▶ [PROMPT]:
Below are several records. Retype exactly those lines running from the one with "377L922 361L860 384L821" through the one with "positive clicks: (848, 453)", end lines included, and no others.

▶ [LISTED RECORDS]:
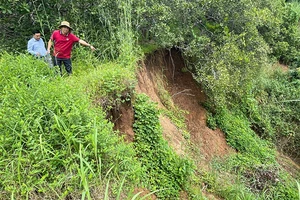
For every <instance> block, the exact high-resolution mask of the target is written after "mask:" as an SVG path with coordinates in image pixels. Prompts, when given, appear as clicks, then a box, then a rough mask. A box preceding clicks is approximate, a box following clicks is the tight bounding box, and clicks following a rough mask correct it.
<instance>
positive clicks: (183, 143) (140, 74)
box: [115, 49, 234, 165]
mask: <svg viewBox="0 0 300 200" xmlns="http://www.w3.org/2000/svg"><path fill="white" fill-rule="evenodd" d="M184 69H185V64H184V60H183V58H182V56H181V54H180V52H179V51H177V50H175V49H172V50H170V51H166V50H161V51H157V52H155V53H154V54H152V55H148V56H147V57H146V59H145V61H144V62H143V63H141V67H140V69H139V73H138V74H137V79H138V84H137V86H136V92H137V93H145V94H147V95H148V96H149V97H150V98H151V99H152V100H153V101H154V102H157V103H158V106H159V107H160V108H165V106H164V101H165V99H164V97H163V96H162V94H161V92H160V91H161V90H162V87H164V88H163V89H166V90H167V91H168V92H169V95H170V96H171V99H172V101H173V102H172V104H174V106H178V107H179V108H180V109H182V110H184V111H186V114H185V122H186V124H187V129H188V131H189V133H190V141H191V143H192V145H193V146H194V147H196V148H197V149H199V150H200V155H201V157H202V158H203V159H202V160H203V161H204V162H205V163H208V162H209V161H210V160H211V159H212V158H213V157H214V156H220V157H223V156H225V155H227V154H229V153H230V152H234V151H233V150H232V149H231V148H230V147H229V146H228V145H227V143H226V140H225V136H224V133H222V132H221V131H220V130H218V129H217V130H211V129H209V128H208V127H207V126H206V111H205V109H204V108H203V107H202V106H201V103H203V102H204V101H205V99H206V96H205V94H204V92H203V91H202V90H201V86H199V85H198V84H197V83H196V82H195V81H194V80H193V77H192V75H191V74H190V73H189V72H184ZM119 112H120V115H119V116H118V117H116V118H115V124H116V128H117V129H119V130H120V131H121V132H123V133H126V138H127V140H129V141H132V139H133V136H134V133H133V131H132V126H131V124H132V123H133V111H132V109H131V105H125V106H123V107H121V108H120V111H119ZM160 122H161V125H162V127H163V133H164V137H165V139H166V140H168V142H169V144H170V145H171V146H172V147H173V149H174V150H175V151H176V152H177V153H178V154H184V151H185V143H186V140H185V139H184V137H183V135H182V132H181V131H180V130H179V129H178V128H177V127H176V126H175V124H174V123H173V122H172V121H171V120H170V119H169V118H168V117H165V116H162V117H161V118H160ZM202 164H204V163H201V165H202Z"/></svg>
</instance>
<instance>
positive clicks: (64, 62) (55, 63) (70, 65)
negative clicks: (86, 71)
mask: <svg viewBox="0 0 300 200" xmlns="http://www.w3.org/2000/svg"><path fill="white" fill-rule="evenodd" d="M62 64H64V66H65V69H66V71H67V73H68V75H70V74H72V62H71V59H70V58H54V66H59V69H60V75H61V76H62Z"/></svg>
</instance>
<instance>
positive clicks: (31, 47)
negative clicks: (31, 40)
mask: <svg viewBox="0 0 300 200" xmlns="http://www.w3.org/2000/svg"><path fill="white" fill-rule="evenodd" d="M32 47H33V42H32V41H31V40H29V41H28V43H27V51H28V52H29V53H30V54H32V55H34V56H35V55H36V54H37V53H36V52H35V51H33V50H32Z"/></svg>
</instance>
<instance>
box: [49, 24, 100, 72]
mask: <svg viewBox="0 0 300 200" xmlns="http://www.w3.org/2000/svg"><path fill="white" fill-rule="evenodd" d="M58 28H59V29H60V30H55V31H54V32H53V33H52V35H51V37H50V40H49V42H48V48H47V51H48V53H50V49H51V46H52V44H53V43H54V50H53V56H54V58H55V59H54V65H58V66H59V68H60V74H61V75H62V67H61V65H62V63H63V64H64V65H65V69H66V71H67V73H68V74H69V75H70V74H72V62H71V51H72V48H73V44H74V43H76V42H79V44H81V45H84V46H88V47H90V48H91V50H92V51H94V50H95V48H94V47H93V46H92V45H90V44H89V43H87V42H86V41H84V40H81V39H79V38H78V37H77V36H76V35H74V34H73V33H71V31H72V30H73V29H72V28H71V26H70V23H69V22H67V21H63V22H61V24H60V26H59V27H58Z"/></svg>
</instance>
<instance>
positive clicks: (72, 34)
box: [50, 30, 79, 58]
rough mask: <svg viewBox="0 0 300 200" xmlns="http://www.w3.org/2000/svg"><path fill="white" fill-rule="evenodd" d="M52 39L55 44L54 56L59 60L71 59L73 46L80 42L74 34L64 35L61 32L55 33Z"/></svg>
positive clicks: (57, 32)
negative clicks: (73, 45) (79, 41)
mask: <svg viewBox="0 0 300 200" xmlns="http://www.w3.org/2000/svg"><path fill="white" fill-rule="evenodd" d="M50 39H51V40H52V41H53V42H54V51H53V56H56V57H57V58H71V51H72V47H73V44H74V43H75V42H78V41H79V38H78V37H77V36H76V35H74V34H72V33H68V34H67V35H63V34H62V33H61V31H60V30H56V31H54V32H53V33H52V35H51V37H50Z"/></svg>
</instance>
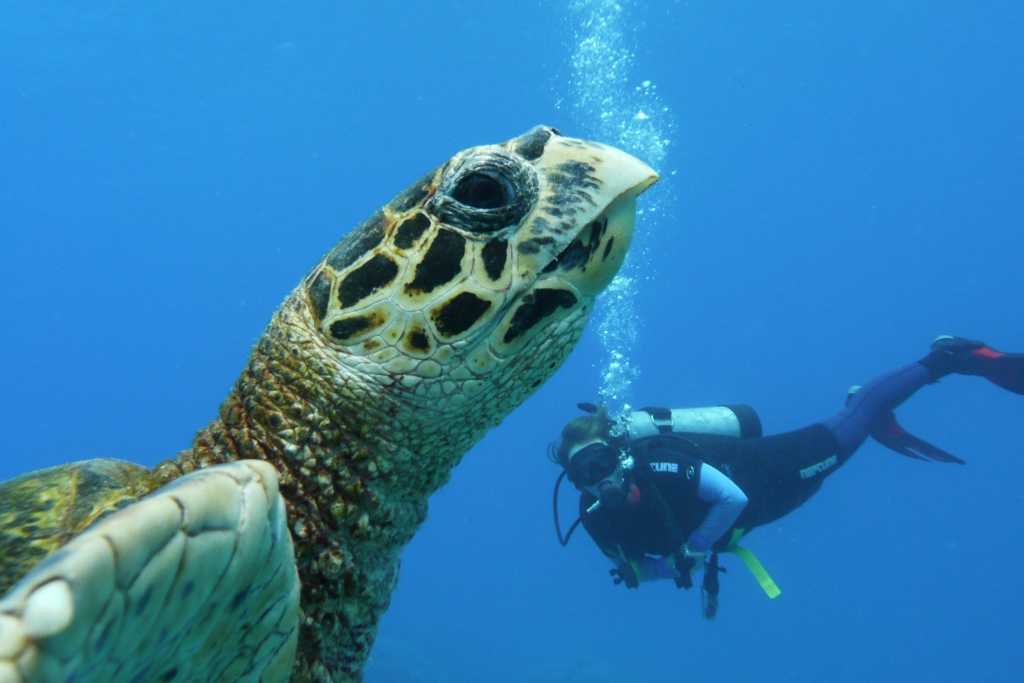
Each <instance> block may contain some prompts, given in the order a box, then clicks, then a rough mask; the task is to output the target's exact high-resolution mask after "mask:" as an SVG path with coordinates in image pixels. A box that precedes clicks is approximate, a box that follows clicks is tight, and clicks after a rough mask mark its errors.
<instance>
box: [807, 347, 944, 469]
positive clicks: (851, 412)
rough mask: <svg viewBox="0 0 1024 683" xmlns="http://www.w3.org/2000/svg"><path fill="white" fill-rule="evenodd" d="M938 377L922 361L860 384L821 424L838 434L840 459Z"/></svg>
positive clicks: (848, 453)
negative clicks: (846, 402)
mask: <svg viewBox="0 0 1024 683" xmlns="http://www.w3.org/2000/svg"><path fill="white" fill-rule="evenodd" d="M935 379H936V378H935V377H934V376H933V375H932V373H931V371H930V370H929V369H928V368H927V367H926V366H925V365H924V364H923V362H911V364H910V365H909V366H905V367H903V368H900V369H899V370H894V371H893V372H891V373H886V374H885V375H882V376H881V377H876V378H874V379H873V380H871V381H870V382H868V383H867V384H865V385H864V386H862V387H860V389H858V390H857V392H856V393H855V394H853V395H852V396H851V397H850V400H849V401H848V402H847V404H846V408H845V409H843V410H842V411H841V412H840V413H837V414H836V415H834V416H833V417H830V418H828V419H826V420H822V421H821V422H820V423H819V424H821V425H822V426H824V427H825V428H826V429H828V431H830V432H831V433H833V435H834V436H835V437H836V441H837V442H838V443H839V454H838V455H839V457H840V459H841V460H842V461H843V462H845V461H846V460H848V459H849V458H850V456H852V455H853V454H854V452H856V450H857V449H859V447H860V444H861V443H863V442H864V440H866V439H867V437H868V436H870V434H871V431H872V430H873V429H874V428H876V427H877V426H878V425H879V424H880V423H881V422H882V421H883V420H885V419H888V417H889V414H890V413H892V412H893V410H894V409H895V408H896V407H897V405H899V404H900V403H902V402H903V401H904V400H906V399H907V398H909V397H910V396H912V395H913V393H914V392H915V391H918V389H920V388H922V387H923V386H925V385H926V384H930V383H932V382H934V381H935Z"/></svg>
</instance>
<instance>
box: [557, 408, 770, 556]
mask: <svg viewBox="0 0 1024 683" xmlns="http://www.w3.org/2000/svg"><path fill="white" fill-rule="evenodd" d="M579 408H580V410H582V411H584V412H586V413H590V414H591V415H593V414H594V413H596V412H597V410H598V408H597V405H595V404H594V403H579ZM620 424H621V425H622V427H623V432H622V436H623V438H625V440H626V441H627V443H626V444H624V445H626V447H627V449H628V442H629V441H631V440H635V439H641V438H646V437H648V436H657V435H659V434H672V433H690V434H721V435H723V436H733V437H735V438H742V439H746V438H753V437H755V436H761V434H762V429H761V418H760V417H758V414H757V412H756V411H755V410H754V409H753V408H751V407H750V405H746V404H744V403H736V404H734V405H710V407H706V408H674V409H668V408H642V409H640V410H639V411H633V412H631V413H627V414H626V415H625V416H624V417H623V418H622V420H621V422H620ZM552 446H554V444H552ZM552 446H549V449H550V447H552ZM552 460H554V459H553V458H552ZM564 476H565V471H564V470H562V473H561V474H559V475H558V478H557V479H556V480H555V490H554V496H553V499H554V500H553V501H552V507H553V508H554V518H555V533H556V535H557V536H558V543H560V544H561V545H562V547H565V546H566V545H568V542H569V539H570V538H571V537H572V531H574V530H575V528H577V526H579V525H580V522H581V521H582V518H578V519H577V520H575V521H574V522H573V523H572V525H571V526H569V529H568V532H566V533H565V536H562V529H561V524H559V522H558V488H559V485H560V484H561V482H562V478H563V477H564Z"/></svg>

▶ [RESPONSE]:
rough mask: <svg viewBox="0 0 1024 683" xmlns="http://www.w3.org/2000/svg"><path fill="white" fill-rule="evenodd" d="M938 377L922 361L860 384L821 424L838 434L840 459Z"/></svg>
positive clicks: (848, 453)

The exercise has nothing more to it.